» Supplied data:
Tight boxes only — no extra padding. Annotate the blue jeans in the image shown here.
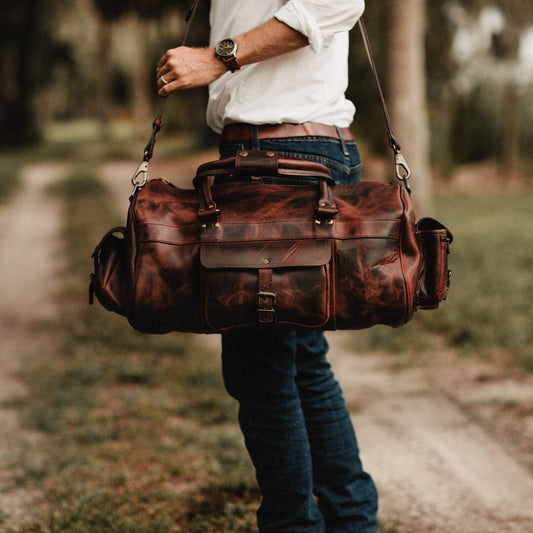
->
[220,127,377,533]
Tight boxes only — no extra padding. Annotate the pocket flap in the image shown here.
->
[200,239,331,268]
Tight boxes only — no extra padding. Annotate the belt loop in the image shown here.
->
[250,124,261,150]
[335,126,350,157]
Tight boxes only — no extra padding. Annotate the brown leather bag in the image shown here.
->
[91,151,452,333]
[90,13,452,333]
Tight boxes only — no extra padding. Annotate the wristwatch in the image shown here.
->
[215,39,241,72]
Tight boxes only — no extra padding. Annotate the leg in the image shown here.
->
[222,330,325,533]
[296,332,377,533]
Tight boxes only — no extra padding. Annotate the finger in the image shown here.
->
[157,73,173,88]
[157,81,178,96]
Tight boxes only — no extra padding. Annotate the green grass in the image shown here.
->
[354,190,533,372]
[6,166,259,533]
[5,160,533,533]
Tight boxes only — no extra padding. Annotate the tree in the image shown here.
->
[388,0,432,216]
[0,0,67,146]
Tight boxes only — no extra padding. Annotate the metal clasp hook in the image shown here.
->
[131,161,148,197]
[394,151,411,193]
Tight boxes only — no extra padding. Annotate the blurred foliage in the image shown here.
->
[354,189,533,373]
[0,0,533,168]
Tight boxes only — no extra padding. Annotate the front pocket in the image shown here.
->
[200,239,331,331]
[415,218,453,309]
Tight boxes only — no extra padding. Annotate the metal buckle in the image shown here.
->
[394,151,411,193]
[130,160,148,198]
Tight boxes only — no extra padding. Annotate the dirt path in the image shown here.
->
[0,153,533,533]
[329,332,533,533]
[98,153,533,533]
[0,164,69,524]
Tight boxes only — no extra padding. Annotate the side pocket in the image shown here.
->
[89,227,128,315]
[415,218,453,309]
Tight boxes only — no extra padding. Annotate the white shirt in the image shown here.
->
[207,0,365,133]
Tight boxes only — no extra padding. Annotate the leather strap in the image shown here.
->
[220,122,355,145]
[131,0,411,193]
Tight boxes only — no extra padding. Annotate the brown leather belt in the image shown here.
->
[220,122,355,144]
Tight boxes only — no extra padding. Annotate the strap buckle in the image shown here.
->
[394,150,411,194]
[130,160,148,200]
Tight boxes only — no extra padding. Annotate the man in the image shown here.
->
[157,0,377,533]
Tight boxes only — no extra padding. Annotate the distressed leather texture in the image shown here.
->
[90,153,452,333]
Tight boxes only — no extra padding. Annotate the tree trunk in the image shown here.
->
[501,79,520,181]
[388,0,432,217]
[128,13,155,134]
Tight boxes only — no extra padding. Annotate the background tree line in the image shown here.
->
[0,0,533,179]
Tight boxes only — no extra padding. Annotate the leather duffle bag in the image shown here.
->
[90,151,452,333]
[89,13,452,333]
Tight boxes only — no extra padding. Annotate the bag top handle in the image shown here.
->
[130,0,411,198]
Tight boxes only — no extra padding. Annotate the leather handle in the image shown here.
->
[193,150,335,184]
[193,150,337,224]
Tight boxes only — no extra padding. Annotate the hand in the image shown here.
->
[156,46,228,96]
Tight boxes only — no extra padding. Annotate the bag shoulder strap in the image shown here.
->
[358,17,411,189]
[131,4,411,196]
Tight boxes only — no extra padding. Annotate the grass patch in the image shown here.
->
[8,165,259,533]
[354,190,533,372]
[0,153,23,204]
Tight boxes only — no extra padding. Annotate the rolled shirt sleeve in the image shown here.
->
[274,0,365,53]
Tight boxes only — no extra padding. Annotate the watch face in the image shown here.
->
[217,39,235,57]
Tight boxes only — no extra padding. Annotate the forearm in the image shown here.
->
[156,18,308,96]
[233,18,308,66]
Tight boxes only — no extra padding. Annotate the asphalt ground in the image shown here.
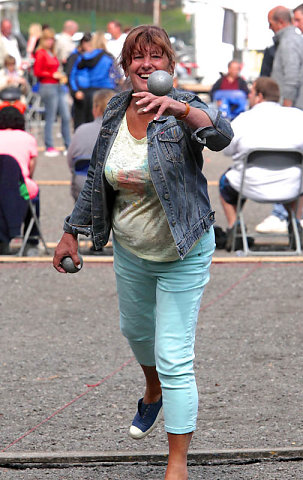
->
[0,124,303,480]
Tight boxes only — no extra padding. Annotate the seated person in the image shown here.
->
[0,55,29,113]
[219,77,303,249]
[209,60,249,101]
[67,88,115,255]
[67,88,115,201]
[0,106,39,255]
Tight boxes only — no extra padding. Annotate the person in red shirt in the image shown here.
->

» Written request: Pick out every line of the material that contains the word "grass", and copy each one in full. Case counts.

» Expected answer:
Tight boxes only — no extra padding. Annotate the green grass in the image shown here.
Tight boxes only — no extra padding. Annotate the grass patch in the image shown here.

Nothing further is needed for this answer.